Input for this task —
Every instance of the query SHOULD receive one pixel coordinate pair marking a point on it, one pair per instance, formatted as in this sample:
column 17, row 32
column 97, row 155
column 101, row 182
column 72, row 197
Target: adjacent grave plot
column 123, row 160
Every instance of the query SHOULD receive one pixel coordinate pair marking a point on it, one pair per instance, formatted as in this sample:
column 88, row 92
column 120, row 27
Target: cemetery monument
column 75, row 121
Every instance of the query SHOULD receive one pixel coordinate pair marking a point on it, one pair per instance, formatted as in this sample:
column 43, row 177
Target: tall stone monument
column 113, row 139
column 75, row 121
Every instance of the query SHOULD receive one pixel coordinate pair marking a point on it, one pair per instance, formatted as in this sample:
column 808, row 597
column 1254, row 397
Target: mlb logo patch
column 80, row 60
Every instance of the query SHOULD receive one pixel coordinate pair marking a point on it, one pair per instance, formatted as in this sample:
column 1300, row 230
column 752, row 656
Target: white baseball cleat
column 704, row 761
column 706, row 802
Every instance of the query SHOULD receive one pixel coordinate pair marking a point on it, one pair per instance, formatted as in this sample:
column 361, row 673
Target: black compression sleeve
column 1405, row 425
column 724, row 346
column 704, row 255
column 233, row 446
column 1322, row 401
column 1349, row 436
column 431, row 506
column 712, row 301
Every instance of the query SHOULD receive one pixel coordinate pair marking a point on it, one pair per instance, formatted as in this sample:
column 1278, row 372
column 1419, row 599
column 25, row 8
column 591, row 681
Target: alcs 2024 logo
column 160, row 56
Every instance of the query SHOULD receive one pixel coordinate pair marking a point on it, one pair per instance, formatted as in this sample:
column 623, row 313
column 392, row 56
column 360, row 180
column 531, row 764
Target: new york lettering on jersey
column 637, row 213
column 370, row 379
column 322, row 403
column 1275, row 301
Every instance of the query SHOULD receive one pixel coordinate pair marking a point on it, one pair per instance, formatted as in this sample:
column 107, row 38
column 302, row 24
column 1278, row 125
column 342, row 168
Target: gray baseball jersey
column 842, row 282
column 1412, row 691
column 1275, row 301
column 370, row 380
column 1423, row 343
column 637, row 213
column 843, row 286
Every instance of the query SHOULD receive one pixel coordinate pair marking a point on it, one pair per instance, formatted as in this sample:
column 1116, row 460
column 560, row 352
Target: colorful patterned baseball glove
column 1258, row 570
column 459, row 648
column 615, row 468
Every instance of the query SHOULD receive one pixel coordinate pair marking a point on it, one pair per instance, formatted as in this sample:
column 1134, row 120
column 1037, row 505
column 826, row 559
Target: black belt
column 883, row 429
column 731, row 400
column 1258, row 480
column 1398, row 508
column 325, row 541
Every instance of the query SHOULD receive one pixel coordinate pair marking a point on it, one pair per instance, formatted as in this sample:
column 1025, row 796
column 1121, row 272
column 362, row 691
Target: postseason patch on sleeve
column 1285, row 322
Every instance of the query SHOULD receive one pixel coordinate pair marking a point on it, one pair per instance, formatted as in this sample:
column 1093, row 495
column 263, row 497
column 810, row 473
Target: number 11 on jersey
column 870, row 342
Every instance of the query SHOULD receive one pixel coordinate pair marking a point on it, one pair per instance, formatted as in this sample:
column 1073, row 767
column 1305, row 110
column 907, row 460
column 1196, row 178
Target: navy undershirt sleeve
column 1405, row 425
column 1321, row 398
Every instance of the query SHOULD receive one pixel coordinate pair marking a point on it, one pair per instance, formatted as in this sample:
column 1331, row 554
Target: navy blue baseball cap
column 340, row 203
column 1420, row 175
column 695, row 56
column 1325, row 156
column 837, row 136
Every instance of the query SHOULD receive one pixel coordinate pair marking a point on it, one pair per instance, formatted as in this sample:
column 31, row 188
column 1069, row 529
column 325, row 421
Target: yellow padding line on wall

Stated task — Update the lines from the first one up to and including the line with "column 706, row 802", changing "monument" to "memorial" wherever it appears and keeping everything else the same.

Written answer —
Every instance of the query SHOULD receive one pixel coordinate pair marking a point on it, one pair per instance, formatted as in this sample:
column 17, row 32
column 97, row 155
column 101, row 182
column 72, row 197
Target: adjacent grave plot
column 123, row 160
Every instance of the query SHOULD receive one pixel coordinate pair marking a point on it, one pair per instance, formatted as in this sample:
column 88, row 92
column 120, row 27
Target: cemetery memorial
column 75, row 121
Every instance of the query SHOULD receive one pixel coordinate pair marking a point on it, one pair per instance, formatted as in this sample:
column 43, row 177
Target: tall stone memorial
column 113, row 139
column 75, row 121
Every instance of the query SHOULD receive one pixel coordinate pair marking a point on it, one pair per instance, formatted as in this sample:
column 808, row 597
column 1254, row 397
Target: mlb logo patch
column 80, row 60
Every instance of the query SHOULD receive one pixel coordinate pair marking a point on it, one pair per instance, formatted as in this sample:
column 1300, row 230
column 752, row 656
Target: white baseball cleat
column 704, row 761
column 706, row 802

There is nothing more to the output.